Selected text:
In order to render high-resolution DEM data in real time, a rendering acceleration method using simplification of terrain geometry and a non-geometric rendering method is often used. Typically, geometry-based accelerations are used for regular grid-based hierarchy [
26,
27,
28] and triangulated irregular network (TIN)-based hierarchy [
16].
The DEM data are the data in which the terrain is stored with a regular sampling interval. Therefore, the data can be easily expressed by the meshing process using a regular grid. However, the higher the resolution, the longer the processing time that is needed because the number of necessary grids is increased. In a traditional environment using a CPU, we used a hierarchical structure, such as a triangle binary tree [
31] or a restricted quadtree [
17], to adjust the number of triangles. This enabled us to achieve the subdivision of a square or triangle in the same way, which is advantageous for eliminating flat areas or out-of-sight triangles that do not require subdivision. The triangle-binary tree method is better at saving the storage space of the geometry data [
26,
31] than the quadtree triangulation methods.
Methods using geometry caches efficiently render the terrain using GPU capabilities [
32,
33,
34]. Chunk LOD [
35] reduces the computation required for LOD selection by using a geometry cache in the form of a chunk of specific region geometry. Similar methods are based on batched dynamic adaptive mesh (BDAM) [
33,
34,
36] and the seamless patch method [
37], which use TIN as a geometry cache.
Since the introduction of the programmable GPU pipeline, GPU-based rendering techniques—such as geometry image warping [
38]—have been introduced. The vertex relocation method [
39] is a GPU-based parallel warping method that uses elastic force [
40] between the vertices of the terrain mesh. These methods primarily extract the main features from the DEM data to simplify the mesh. Consequently, they can render the terrain faster than the CPU by using the GPU.
However, due to the limitation of available memory space, hybrid methods [
22,
23,
41,
42] with out-of-core based algorithms have been widely used [
24,
43,
44]. The significant problem of out-of-core based algorithms is reducing the transmission time to transfer data to the GPU memory. To solve this problem, GPU-based geometry decompression [
45] techniques that use decompressed data from the GPU have been proposed, as have methods that use an image hierarchy, such as a geometry clipmap [
24]. In addition, LOD methods using indexes are introduced by methods using primitive characteristics [
44] such as triangle strip.

Stated exercise 1: In the terrain rendering text, rewrite the part from "Methods using geometry" to "a geometry cache.", putting "Chunked LOD" in place of "Chunk LOD".
Stated exercise 2: According to the terrain rendering text, what does the vertex relocation method use between the vertices of the terrain mesh?
Stated exercise 3:
Check each statement against the terrain rendering text. Answer yes or no, and quote the words that settle it.
(a) The triangle-binary tree method is better than the quadtree triangulation methods at saving storage space for geometry data.
(b) Higher-resolution DEM data needs less processing time.
(c) The significant problem of out-of-core based algorithms is reducing the time to transfer data to GPU memory.

Recorded information:
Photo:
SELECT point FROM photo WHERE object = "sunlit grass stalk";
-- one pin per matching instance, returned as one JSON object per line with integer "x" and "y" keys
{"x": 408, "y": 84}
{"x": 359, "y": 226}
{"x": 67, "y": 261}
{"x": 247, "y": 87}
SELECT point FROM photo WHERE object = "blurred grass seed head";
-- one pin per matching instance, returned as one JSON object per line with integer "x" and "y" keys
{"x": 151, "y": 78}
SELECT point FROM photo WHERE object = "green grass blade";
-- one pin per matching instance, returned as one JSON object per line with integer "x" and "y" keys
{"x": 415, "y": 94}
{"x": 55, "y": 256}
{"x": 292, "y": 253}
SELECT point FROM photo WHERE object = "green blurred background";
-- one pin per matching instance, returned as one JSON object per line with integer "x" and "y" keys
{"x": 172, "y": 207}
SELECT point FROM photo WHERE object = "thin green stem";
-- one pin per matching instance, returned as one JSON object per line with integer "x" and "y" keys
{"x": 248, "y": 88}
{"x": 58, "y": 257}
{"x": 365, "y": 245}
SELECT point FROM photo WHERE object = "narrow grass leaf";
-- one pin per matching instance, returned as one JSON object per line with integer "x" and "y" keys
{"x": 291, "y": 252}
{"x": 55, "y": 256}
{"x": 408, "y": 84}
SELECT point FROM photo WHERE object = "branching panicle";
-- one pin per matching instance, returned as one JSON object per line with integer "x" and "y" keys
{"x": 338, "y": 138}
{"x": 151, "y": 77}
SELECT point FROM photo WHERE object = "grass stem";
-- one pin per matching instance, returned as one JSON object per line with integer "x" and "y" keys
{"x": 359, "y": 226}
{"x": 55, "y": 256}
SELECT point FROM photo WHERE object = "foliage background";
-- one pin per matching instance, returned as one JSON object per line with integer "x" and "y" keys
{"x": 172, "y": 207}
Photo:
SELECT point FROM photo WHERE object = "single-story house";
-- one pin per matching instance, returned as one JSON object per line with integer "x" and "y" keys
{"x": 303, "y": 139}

Full output 1:
Methods using geometry caches efficiently render the terrain using GPU capabilities [
32,
33,
34]. Chunked LOD [
35] reduces the computation required for LOD selection by using a geometry cache in the form of a chunk of specific region geometry. Similar methods are based on batched dynamic adaptive mesh (BDAM) [
33,
34,
36] and the seamless patch method [
37], which use TIN as a geometry cache.

Full output 2: Elastic force.

Full output 3:
(a) Yes: "The triangle-binary tree method is better at saving the storage space of the geometry data"
(b) No: "the higher the resolution, the longer the processing time that is needed"
(c) Yes: "The significant problem of out-of-core based algorithms is reducing the transmission time to transfer data to the GPU memory"